*** Begin section ***
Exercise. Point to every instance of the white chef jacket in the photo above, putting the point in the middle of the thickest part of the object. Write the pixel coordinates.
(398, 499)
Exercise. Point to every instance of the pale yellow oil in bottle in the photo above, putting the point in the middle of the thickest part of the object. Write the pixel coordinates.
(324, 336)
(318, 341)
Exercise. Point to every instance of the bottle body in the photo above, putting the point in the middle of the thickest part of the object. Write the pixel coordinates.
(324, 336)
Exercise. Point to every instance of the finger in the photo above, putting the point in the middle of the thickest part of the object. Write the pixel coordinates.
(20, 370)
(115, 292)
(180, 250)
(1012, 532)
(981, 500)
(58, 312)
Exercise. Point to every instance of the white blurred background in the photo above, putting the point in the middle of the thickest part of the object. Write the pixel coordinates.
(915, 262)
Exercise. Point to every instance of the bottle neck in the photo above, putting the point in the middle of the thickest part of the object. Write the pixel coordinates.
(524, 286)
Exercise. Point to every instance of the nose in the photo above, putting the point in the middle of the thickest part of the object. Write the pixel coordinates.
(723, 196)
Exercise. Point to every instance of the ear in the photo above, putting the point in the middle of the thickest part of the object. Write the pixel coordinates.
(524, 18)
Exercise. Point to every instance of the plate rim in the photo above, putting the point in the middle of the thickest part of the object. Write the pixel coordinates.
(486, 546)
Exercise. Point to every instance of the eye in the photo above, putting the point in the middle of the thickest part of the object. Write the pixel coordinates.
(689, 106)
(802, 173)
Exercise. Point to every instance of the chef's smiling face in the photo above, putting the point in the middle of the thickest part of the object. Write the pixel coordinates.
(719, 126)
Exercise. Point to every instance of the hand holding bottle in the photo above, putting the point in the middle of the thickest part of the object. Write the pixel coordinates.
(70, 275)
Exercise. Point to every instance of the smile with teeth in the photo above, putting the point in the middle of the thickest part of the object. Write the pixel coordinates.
*** End section ***
• Try it
Set down each record verbatim.

• Exercise response
Exercise. Point to every instance of the white chef jacket in the photo above, putting the point in the middle of the thickest part of the object. Write the pixel coordinates.
(398, 499)
Exercise. Point to every instance of the pale yellow oil in bottle in the photo above, putting the point in the middle of the thickest part of the object. Write the pixel coordinates.
(324, 336)
(318, 341)
Exercise. Point to every instance of the bottle body in the photo above, putting the point in the middle of the thickest part of the object. Write the pixel coordinates.
(324, 336)
Exercise. Point to every instance of the finger in the photo above, putting the point in the middle of the thickest part of the object. Write the pixel coordinates.
(20, 370)
(115, 292)
(180, 250)
(1012, 532)
(981, 500)
(58, 312)
Exercise. Point to every instance of the white blurred background in the photo above, putting the point in the middle of the thickest part of the object. Write the pixel coordinates.
(915, 262)
Exercise. Point to every instance of the bottle neck in the photo above, putting the point in the middle of the thickest part of the object. Write the pixel coordinates.
(524, 286)
Exercise. Point to every instance of the nose in the photo above, putting the point in the middle of the thickest part of the object. Write the pixel coordinates.
(723, 196)
Exercise. Point to every instance of the ear in the photo above, putting the point in the middle of the thickest part of the object. Write the pixel coordinates.
(524, 18)
Exercise. Point to every instance of the plate rim in the photo above, putting the point in the middle of the thickest part of the object. Write the pixel coordinates.
(486, 546)
Exercise. Point to every instance of the eye in the photo above, putting the point in the middle of the thickest part of the object. Write the pixel coordinates.
(689, 106)
(802, 173)
Exercise. Point to every instance of the chef's smiling face in the photo above, putting the point in the middle of the thickest part of the object. Write the pixel coordinates.
(719, 126)
Exercise. Point to every instance of the hand holding bottle in the photo above, putting the point in the middle of the thickest part of the object. Write the pixel coordinates.
(70, 275)
Exercise. Point to every instance of the smile with teeth in the photo above, putting the point in the middle of the thickest part of the object. Write the pixel coordinates.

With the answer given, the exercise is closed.